## Task statement
Rewrite all of the rows below as a numbered list, dropping any blank lines.
-- BEGIN Stored records --
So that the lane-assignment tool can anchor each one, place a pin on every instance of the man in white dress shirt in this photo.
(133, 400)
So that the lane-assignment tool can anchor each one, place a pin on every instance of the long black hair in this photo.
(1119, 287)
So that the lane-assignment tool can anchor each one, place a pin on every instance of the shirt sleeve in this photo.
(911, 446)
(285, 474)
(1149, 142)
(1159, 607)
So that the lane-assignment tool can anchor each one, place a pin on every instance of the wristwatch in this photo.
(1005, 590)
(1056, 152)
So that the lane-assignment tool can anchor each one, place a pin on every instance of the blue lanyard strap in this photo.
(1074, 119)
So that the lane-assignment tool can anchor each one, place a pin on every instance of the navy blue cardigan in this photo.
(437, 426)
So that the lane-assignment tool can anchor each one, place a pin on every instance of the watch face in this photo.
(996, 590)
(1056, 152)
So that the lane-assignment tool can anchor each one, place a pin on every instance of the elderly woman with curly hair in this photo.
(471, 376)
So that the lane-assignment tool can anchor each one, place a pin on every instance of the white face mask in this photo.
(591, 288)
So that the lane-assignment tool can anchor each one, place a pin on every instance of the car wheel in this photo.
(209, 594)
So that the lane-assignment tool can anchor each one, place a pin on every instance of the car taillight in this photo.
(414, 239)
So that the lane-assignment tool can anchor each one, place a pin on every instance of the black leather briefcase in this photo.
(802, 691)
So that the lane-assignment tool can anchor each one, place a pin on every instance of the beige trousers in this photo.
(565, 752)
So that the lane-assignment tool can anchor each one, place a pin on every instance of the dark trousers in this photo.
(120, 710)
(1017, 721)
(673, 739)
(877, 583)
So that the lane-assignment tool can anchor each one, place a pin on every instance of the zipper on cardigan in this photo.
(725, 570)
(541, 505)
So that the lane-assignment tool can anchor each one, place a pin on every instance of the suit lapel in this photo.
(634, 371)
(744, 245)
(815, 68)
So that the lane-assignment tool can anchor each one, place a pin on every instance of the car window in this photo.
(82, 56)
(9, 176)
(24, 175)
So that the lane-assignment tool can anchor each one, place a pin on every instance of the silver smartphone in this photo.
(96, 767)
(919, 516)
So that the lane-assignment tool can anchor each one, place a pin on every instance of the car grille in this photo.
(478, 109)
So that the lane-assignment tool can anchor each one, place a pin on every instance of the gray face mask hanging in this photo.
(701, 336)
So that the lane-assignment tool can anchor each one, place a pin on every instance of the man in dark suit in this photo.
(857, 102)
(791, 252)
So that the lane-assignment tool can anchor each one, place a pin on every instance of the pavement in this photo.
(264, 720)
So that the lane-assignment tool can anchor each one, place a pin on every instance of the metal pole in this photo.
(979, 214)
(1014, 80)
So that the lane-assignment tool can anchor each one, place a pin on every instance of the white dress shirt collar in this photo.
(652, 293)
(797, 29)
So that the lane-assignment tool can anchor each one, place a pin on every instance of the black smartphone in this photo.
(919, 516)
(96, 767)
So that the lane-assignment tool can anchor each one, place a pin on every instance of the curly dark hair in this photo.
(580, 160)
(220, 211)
-- END Stored records --
## Response to this exercise
1. So that the lane-assignment tool can anchor each one, place a pin on every instance of the man in white dress shirt in this photo.
2. (133, 400)
3. So that the lane-assignment tool can anchor each one, place a pin on every instance of the long black hair in this photo.
4. (1119, 287)
5. So that the lane-assignment tool can anchor each one, place a pin on every instance of the shirt sleeve in this photo.
6. (911, 446)
7. (285, 474)
8. (1149, 142)
9. (1159, 607)
10. So that the lane-assignment tool can anchor each one, place a pin on every instance of the wristwatch in this photo.
11. (1005, 590)
12. (1056, 152)
13. So that the lane-assignment tool can anchor each one, place a pin on every instance of the blue lanyard strap in this photo.
14. (1074, 119)
15. So that the lane-assignment tool can anchor each one, place a pin on every instance of the navy blue cardigan in this photo.
16. (437, 426)
17. So that the lane-assignment tool can anchor each one, place a pin on every instance of the watch face in this photo.
18. (996, 590)
19. (1056, 152)
20. So that the lane-assignment tool can anchor each one, place a pin on every instance of the elderly woman with curly hair in this photo.
21. (471, 376)
22. So that the lane-assignment tool can anchor each one, place a pin on every instance of the white face mask in this photo.
23. (591, 288)
24. So that the lane-assignment tool can anchor each one, place a pin on every instance of the car wheel in this photo.
25. (209, 594)
26. So that the lane-assignment tool can anchor each one, place a pin on every instance of the car taillight in this photo.
27. (414, 239)
28. So that the lane-assignment tool can anchor each one, place a pin on every instance of the black leather briefcase in this photo.
29. (802, 691)
30. So that the lane-assignment tool can anchor each one, place a pin on every instance of the beige trousers in this photo.
31. (565, 752)
32. So that the lane-assignment tool can anchor each one, place a pin on every instance of the dark trousers in this photo.
33. (120, 710)
34. (1017, 721)
35. (673, 739)
36. (877, 583)
37. So that the lane-assignment tool can anchor each one, place a pin on every instance of the zipper on cardigan in this photo.
38. (725, 570)
39. (541, 505)
40. So that the lane-assignment tool can anchor each one, place a pin on every instance of the suit lapel in this photo.
41. (634, 371)
42. (744, 245)
43. (815, 68)
44. So that the lane-assignment tool can anchor each one, place a pin on every instance of the car window in this photo.
45. (82, 56)
46. (9, 176)
47. (24, 175)
48. So that the lane-assignment tool can anchor each one, place a pin on every instance of the silver smartphone in this photo.
49. (96, 767)
50. (919, 516)
51. So that the lane-assignment tool can anchor each one, place a pin on every instance of the car grille in this photo.
52. (478, 109)
53. So that the lane-assignment tool can anchor each one, place a pin on every instance of the gray face mask hanging in this photo.
54. (701, 336)
55. So that the lane-assignment tool can anchor each one, place a pin on every instance of the man in dark suit in this photo.
56. (857, 102)
57. (791, 252)
58. So that the lane-assignment tool can anchor each one, place a pin on every instance of the pavement in this photo.
59. (264, 720)
60. So that the lane-assignment tool can anchor each one, place a pin on every instance of the metal pole in this photo.
61. (979, 214)
62. (1014, 80)
63. So that the lane-assignment tool can anchor each one, place a pin on every instance of the white dress shirt collar in this photo.
64. (652, 293)
65. (797, 29)
66. So that the lane-assignment tool can anchor each one, place a pin on every instance of the black smartphone in this photo.
67. (919, 516)
68. (96, 767)
69. So that the lane-assignment tool can anchor each one, place a pin on every instance of the curly dark hair in this photo.
70. (580, 160)
71. (220, 211)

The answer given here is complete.